- [Work order] Word for word, copy every line of the data.

- [Supplied data]
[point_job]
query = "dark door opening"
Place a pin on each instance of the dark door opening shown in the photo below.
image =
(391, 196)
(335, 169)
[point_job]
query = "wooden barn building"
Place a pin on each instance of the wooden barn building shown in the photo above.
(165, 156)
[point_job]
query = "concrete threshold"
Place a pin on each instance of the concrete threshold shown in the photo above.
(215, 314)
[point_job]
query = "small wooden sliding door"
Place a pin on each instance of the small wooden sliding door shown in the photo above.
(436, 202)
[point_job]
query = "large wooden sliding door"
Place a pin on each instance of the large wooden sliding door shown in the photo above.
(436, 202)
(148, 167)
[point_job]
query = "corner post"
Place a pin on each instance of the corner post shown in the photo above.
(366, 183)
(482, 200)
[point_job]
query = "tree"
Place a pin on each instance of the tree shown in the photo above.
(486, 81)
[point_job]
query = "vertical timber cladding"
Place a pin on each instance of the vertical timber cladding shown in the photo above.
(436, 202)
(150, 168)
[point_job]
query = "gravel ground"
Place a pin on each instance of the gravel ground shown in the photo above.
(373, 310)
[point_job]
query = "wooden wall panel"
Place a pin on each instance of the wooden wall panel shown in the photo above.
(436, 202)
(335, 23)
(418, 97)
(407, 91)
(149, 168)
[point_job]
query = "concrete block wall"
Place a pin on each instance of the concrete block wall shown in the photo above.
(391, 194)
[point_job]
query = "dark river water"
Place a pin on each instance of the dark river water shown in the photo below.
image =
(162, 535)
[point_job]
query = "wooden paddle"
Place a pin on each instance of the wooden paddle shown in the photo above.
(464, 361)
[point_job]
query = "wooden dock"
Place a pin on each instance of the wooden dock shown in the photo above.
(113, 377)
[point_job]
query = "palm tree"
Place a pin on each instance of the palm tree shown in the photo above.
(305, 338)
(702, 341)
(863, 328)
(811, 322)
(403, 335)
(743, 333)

- [Answer below]
[point_job]
query = "dark door opening"
Place a pin on each instance of the dark door opening shown in the photo below.
image =
(391, 196)
(335, 169)
[point_job]
query = "wooden barn building"
Place a pin on each instance of the wooden barn building shown in the photo above.
(165, 156)
[point_job]
query = "concrete threshold"
Place a pin on each instance of the concrete threshold shown in the photo above.
(215, 314)
[point_job]
query = "small wooden sliding door"
Place a pin on each instance of the small wooden sliding door shown in the photo above.
(436, 202)
[point_job]
query = "large wooden sliding door"
Place a pin on each instance of the large wooden sliding door shown in the photo above.
(436, 202)
(148, 167)
[point_job]
query = "corner post"
Place a pin on each instance of the corner post shown in the photo above.
(366, 183)
(482, 200)
[point_job]
query = "tree"
Place a pin on each instance of the tree shown in the photo above.
(486, 81)
[point_job]
query = "vertical timber cladding"
Place a pin on each instance of the vertical timber cladding shown in the photo above.
(436, 202)
(150, 168)
[point_job]
query = "gravel ground"
Place a pin on each instance of the gravel ground shown in the photo above.
(373, 310)
[point_job]
query = "wooden wall panel"
Place a pin on each instance of the wooden wall panel shown in the photo above.
(436, 202)
(335, 23)
(418, 97)
(407, 91)
(149, 168)
[point_job]
query = "concrete block wall"
Place a pin on each instance of the concrete block wall shown in the photo above.
(391, 194)
[point_job]
query = "dark river water"
Place a pin on each instance of the dark river water shown in the photo below.
image =
(162, 535)
[point_job]
query = "wooden paddle"
Place a pin on each instance of the wooden paddle shown in the photo above.
(464, 361)
[point_job]
query = "wooden dock"
Place a pin on each instance of the wooden dock shown in the photo above.
(113, 377)
[point_job]
query = "palm tree"
Place a pin on each instance of the palm tree shown in the photo above.
(305, 338)
(702, 341)
(863, 328)
(811, 322)
(403, 335)
(743, 333)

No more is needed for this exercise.